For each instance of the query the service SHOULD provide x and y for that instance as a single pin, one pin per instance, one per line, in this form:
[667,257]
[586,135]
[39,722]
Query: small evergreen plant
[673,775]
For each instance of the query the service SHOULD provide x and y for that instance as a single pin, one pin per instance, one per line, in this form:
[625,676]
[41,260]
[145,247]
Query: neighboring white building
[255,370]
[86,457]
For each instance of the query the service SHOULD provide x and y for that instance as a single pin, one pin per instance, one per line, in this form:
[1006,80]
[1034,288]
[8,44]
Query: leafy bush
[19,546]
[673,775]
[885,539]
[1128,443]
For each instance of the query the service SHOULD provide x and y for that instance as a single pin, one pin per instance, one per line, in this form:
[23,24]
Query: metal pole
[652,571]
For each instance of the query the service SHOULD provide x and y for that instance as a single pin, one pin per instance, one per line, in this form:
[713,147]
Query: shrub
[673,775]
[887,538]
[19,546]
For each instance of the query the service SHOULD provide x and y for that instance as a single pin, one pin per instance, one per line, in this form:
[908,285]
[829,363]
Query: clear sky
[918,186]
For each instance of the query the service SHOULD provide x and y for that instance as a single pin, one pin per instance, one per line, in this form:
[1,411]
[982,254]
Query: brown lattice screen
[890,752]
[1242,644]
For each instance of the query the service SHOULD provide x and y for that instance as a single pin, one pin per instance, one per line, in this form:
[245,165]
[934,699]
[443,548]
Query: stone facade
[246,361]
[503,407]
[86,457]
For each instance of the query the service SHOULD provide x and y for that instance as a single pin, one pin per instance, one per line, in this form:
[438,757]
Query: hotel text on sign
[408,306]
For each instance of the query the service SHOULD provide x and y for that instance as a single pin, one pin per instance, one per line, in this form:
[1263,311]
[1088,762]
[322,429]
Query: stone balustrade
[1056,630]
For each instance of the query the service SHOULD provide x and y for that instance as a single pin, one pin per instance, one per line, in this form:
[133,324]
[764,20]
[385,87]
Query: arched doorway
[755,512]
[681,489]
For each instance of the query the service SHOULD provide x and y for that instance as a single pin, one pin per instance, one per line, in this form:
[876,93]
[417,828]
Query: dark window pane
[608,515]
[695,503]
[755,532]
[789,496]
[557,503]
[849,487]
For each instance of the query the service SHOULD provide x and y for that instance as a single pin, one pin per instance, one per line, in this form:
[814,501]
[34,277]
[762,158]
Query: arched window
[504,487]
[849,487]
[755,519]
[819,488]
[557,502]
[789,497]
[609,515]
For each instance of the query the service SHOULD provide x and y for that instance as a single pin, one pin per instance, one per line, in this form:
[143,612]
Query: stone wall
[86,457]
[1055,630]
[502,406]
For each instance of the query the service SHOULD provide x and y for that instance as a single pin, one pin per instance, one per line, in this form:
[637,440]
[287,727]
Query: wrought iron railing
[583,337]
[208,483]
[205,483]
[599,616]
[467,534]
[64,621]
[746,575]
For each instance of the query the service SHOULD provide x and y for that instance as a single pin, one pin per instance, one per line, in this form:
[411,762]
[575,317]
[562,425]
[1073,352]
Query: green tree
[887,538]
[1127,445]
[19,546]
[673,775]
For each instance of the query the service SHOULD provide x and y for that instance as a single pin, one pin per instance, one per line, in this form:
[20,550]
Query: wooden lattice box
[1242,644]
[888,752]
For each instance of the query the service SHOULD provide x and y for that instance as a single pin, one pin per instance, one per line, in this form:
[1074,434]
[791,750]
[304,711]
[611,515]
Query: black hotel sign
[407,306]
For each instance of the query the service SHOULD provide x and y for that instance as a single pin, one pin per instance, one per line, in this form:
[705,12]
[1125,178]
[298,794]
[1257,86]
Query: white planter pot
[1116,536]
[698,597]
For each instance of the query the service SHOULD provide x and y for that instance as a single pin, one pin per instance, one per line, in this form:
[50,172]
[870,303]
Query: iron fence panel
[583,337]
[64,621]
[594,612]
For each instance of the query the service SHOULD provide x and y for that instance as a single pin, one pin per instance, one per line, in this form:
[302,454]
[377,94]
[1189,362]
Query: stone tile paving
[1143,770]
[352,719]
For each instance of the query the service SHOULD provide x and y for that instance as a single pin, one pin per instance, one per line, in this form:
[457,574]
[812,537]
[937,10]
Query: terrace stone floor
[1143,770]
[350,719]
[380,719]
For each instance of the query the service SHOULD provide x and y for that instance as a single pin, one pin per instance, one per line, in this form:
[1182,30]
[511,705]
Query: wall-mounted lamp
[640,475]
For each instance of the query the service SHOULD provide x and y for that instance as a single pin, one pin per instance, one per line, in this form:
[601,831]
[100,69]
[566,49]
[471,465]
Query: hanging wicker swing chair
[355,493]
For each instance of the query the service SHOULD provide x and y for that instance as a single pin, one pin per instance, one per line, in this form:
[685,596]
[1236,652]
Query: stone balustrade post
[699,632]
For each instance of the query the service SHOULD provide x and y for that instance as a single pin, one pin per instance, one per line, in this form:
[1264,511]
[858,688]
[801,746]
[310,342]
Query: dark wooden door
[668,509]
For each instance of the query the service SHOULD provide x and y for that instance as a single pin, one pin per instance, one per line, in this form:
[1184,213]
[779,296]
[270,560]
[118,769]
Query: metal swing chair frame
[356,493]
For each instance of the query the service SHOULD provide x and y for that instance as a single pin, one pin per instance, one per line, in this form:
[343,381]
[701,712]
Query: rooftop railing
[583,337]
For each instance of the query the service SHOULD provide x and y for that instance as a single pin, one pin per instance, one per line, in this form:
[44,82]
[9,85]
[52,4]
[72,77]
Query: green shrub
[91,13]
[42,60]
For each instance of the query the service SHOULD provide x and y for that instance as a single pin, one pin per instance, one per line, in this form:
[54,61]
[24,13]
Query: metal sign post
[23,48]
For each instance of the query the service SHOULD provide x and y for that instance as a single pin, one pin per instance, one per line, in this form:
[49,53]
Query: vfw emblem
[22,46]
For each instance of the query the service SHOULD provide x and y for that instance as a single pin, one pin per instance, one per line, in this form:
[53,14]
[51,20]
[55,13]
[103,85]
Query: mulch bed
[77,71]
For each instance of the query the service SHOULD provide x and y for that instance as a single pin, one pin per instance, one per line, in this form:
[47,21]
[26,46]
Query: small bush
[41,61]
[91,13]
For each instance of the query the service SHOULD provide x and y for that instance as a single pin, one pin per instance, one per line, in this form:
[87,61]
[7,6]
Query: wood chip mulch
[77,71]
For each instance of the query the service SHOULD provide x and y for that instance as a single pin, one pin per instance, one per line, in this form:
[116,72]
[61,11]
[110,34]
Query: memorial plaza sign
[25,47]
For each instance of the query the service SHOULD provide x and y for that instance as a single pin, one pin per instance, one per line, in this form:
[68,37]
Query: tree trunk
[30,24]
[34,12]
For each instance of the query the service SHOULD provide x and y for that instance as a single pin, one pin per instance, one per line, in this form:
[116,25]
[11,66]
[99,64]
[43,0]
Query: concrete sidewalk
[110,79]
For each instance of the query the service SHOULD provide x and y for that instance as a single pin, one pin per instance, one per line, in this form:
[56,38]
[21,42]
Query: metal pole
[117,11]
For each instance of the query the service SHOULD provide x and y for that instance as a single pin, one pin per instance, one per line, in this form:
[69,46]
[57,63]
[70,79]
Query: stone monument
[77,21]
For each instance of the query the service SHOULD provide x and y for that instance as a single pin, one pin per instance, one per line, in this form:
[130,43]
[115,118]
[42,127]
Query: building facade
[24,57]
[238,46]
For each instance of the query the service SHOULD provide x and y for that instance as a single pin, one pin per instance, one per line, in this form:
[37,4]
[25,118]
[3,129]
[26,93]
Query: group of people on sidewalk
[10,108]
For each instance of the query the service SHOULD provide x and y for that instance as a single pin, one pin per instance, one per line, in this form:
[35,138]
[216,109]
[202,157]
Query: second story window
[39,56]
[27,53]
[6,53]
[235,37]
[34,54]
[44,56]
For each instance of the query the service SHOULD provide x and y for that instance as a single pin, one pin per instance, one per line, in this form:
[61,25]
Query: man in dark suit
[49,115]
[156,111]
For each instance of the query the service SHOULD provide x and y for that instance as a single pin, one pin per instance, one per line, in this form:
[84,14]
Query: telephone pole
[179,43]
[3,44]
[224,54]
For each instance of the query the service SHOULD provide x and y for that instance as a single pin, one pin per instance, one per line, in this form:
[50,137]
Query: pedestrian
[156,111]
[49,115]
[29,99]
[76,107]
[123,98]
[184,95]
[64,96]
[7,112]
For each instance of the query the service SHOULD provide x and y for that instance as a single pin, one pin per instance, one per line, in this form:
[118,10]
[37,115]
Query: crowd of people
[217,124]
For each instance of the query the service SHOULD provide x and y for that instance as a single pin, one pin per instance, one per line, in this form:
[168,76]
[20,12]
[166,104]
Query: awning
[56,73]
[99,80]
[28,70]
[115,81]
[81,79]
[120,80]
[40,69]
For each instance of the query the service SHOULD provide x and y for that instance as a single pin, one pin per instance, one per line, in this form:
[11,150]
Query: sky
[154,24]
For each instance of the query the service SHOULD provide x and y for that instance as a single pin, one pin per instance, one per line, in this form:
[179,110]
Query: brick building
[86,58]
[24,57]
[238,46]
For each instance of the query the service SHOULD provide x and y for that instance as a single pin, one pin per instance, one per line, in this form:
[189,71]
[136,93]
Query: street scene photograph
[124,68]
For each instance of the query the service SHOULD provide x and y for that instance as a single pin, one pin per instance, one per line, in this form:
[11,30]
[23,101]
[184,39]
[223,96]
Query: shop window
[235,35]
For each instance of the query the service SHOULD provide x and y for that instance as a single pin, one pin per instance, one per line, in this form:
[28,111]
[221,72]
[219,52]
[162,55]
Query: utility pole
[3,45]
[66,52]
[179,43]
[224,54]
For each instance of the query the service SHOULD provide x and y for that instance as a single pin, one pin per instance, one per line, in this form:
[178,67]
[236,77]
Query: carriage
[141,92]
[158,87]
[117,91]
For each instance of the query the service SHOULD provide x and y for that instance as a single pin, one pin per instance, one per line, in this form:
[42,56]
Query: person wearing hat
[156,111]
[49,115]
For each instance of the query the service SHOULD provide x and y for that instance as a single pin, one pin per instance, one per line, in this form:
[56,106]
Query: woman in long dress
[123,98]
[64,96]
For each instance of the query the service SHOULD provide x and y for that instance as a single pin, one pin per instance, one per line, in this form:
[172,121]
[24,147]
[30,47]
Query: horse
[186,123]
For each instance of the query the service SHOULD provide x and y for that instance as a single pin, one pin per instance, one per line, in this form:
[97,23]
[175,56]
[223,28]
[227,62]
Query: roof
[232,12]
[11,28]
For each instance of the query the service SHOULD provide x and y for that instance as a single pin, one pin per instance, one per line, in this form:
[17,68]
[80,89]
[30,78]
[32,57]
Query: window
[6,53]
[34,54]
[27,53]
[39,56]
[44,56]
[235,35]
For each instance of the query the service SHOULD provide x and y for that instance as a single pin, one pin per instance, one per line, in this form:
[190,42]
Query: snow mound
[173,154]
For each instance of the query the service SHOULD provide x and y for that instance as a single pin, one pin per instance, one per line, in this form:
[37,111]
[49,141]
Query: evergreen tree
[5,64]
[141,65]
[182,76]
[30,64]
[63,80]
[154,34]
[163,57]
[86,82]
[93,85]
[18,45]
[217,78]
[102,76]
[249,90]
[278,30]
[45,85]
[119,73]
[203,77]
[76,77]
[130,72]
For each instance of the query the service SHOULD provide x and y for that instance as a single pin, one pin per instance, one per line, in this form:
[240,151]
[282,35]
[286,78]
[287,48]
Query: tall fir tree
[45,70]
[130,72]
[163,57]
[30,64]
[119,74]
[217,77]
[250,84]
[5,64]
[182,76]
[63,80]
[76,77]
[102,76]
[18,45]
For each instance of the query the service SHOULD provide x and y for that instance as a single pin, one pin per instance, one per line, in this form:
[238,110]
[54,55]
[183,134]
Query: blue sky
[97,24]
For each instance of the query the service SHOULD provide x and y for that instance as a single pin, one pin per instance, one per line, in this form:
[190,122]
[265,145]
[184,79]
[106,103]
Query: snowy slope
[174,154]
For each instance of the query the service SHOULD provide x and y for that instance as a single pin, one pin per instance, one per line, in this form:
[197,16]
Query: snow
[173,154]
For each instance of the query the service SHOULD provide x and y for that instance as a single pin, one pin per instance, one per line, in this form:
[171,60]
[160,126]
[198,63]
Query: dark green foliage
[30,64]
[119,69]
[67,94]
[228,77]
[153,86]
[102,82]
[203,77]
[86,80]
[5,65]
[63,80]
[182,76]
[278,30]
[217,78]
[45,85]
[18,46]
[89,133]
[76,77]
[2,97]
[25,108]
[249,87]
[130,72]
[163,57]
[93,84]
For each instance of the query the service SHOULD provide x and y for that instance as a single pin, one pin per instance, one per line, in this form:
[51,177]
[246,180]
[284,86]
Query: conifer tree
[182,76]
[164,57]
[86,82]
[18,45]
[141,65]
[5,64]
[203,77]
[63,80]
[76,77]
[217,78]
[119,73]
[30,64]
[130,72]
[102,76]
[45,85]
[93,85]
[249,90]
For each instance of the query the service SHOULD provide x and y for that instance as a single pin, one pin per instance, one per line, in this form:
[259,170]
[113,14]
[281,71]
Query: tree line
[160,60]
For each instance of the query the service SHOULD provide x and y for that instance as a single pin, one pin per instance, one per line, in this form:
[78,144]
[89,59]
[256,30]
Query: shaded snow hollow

※

What to work on => Show each line in the records above that contains the string "small", matching case exactly.

Solution to this problem =>
Query: small evergreen plant
Query: small bush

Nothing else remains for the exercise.